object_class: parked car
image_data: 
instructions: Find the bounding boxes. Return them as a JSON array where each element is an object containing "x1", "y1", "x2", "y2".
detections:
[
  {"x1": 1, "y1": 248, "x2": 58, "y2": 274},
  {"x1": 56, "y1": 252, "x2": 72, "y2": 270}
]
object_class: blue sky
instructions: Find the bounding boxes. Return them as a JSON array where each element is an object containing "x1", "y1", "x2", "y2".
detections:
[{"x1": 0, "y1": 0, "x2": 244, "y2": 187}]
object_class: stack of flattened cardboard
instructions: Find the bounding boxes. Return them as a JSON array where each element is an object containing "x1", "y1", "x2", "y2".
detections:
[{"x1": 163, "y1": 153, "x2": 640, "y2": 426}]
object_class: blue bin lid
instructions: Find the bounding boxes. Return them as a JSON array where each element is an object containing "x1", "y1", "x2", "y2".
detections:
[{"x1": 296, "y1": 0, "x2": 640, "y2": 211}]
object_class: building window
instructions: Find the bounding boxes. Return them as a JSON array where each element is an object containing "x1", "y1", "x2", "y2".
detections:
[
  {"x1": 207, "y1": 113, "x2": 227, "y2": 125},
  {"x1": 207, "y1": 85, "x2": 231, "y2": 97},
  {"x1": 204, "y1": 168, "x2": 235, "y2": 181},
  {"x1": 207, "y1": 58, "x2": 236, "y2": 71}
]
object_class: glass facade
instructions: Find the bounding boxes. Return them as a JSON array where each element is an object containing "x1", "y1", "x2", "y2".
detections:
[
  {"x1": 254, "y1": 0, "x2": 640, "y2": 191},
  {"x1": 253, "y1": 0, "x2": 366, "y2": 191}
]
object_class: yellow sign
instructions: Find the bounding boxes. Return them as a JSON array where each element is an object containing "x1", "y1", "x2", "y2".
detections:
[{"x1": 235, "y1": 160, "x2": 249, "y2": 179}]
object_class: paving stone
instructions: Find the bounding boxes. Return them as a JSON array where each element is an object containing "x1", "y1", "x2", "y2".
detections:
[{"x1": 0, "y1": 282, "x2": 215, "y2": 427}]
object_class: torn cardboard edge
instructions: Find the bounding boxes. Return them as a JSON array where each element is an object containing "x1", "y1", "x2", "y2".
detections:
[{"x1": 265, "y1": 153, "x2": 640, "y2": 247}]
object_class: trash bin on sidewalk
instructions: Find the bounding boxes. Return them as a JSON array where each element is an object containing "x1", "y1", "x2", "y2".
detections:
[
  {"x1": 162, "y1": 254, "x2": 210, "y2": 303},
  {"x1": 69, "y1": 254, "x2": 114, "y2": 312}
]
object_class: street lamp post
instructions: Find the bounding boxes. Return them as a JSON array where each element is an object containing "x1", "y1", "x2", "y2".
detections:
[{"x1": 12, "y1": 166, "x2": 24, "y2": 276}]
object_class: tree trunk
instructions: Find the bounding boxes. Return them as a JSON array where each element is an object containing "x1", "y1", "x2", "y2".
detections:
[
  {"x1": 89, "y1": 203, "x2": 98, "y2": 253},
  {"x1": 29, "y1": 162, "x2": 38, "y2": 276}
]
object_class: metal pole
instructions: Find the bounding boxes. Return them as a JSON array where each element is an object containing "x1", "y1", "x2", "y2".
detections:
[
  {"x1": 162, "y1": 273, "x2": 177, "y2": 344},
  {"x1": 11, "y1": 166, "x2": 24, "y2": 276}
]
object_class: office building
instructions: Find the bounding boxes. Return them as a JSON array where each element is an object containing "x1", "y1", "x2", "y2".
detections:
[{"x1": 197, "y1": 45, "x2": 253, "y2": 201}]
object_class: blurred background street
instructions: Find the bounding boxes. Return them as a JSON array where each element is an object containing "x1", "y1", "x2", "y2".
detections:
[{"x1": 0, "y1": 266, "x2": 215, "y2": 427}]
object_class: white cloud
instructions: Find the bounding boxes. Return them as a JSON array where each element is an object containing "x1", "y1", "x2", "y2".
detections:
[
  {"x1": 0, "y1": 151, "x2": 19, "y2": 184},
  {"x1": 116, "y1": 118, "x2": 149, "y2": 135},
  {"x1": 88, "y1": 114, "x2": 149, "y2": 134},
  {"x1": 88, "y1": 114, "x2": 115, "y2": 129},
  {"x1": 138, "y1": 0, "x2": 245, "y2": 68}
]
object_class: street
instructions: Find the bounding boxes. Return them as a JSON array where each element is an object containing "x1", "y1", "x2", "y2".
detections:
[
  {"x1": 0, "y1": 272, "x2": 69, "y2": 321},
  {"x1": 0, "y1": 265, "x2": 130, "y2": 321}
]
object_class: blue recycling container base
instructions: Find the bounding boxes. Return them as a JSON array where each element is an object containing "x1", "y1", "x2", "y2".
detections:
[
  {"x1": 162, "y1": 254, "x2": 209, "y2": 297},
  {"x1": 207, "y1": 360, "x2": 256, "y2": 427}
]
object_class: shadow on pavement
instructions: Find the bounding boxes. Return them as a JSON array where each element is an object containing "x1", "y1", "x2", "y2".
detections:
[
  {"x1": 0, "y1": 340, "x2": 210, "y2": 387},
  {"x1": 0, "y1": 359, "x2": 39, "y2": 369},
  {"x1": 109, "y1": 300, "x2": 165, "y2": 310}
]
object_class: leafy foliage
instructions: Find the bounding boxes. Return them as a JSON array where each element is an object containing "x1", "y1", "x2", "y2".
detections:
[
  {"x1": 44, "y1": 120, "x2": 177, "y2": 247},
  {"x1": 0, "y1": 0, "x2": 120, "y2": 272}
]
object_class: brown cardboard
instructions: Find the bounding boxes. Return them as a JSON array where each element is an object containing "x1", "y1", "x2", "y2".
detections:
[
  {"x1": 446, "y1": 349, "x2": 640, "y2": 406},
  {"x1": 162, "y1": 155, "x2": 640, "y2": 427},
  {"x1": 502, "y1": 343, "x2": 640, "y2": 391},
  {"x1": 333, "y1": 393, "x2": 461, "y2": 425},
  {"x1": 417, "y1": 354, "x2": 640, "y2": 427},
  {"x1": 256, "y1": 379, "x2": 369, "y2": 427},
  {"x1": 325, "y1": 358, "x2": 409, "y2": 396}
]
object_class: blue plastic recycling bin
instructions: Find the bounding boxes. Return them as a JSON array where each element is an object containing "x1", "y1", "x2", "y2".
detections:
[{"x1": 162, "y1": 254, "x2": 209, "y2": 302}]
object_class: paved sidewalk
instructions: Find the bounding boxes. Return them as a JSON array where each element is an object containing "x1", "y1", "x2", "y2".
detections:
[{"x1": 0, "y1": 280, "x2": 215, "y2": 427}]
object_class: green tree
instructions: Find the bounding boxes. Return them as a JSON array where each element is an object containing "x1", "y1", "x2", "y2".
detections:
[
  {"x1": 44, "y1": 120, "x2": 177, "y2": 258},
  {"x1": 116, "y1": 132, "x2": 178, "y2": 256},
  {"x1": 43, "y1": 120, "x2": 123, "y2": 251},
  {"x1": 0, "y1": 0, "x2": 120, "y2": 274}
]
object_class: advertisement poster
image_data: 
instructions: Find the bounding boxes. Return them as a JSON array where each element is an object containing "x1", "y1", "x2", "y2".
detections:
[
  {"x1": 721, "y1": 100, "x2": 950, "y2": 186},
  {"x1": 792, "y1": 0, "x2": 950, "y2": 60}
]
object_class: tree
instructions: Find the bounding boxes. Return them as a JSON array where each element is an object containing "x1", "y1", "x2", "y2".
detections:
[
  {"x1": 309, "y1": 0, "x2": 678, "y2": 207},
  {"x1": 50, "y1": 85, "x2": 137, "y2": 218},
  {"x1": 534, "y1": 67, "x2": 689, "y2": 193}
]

######

WORK TO DO:
Quote the data word for word, starting at the line that contains "object_class: green tree" and ending at the end of the data.

EXERCISE RESPONSE:
object_class: green tree
instructions: Find the bounding boxes. Return them as a JSON array where each element is an object containing "x1", "y1", "x2", "y2".
detections:
[
  {"x1": 44, "y1": 120, "x2": 177, "y2": 258},
  {"x1": 116, "y1": 132, "x2": 178, "y2": 256},
  {"x1": 43, "y1": 120, "x2": 123, "y2": 251},
  {"x1": 0, "y1": 0, "x2": 120, "y2": 274}
]
object_class: advertisement poster
image_data: 
instructions: Find the bounding boxes. Return them as a JSON array where each element is an object containing "x1", "y1", "x2", "y2".
detections:
[
  {"x1": 721, "y1": 100, "x2": 950, "y2": 186},
  {"x1": 792, "y1": 0, "x2": 950, "y2": 60}
]
object_class: tree
instructions: Find the bounding boxes. Return them as a JSON array where each element is an object containing "x1", "y1", "x2", "y2".
detections:
[
  {"x1": 309, "y1": 0, "x2": 678, "y2": 207},
  {"x1": 50, "y1": 85, "x2": 137, "y2": 218},
  {"x1": 534, "y1": 67, "x2": 689, "y2": 193}
]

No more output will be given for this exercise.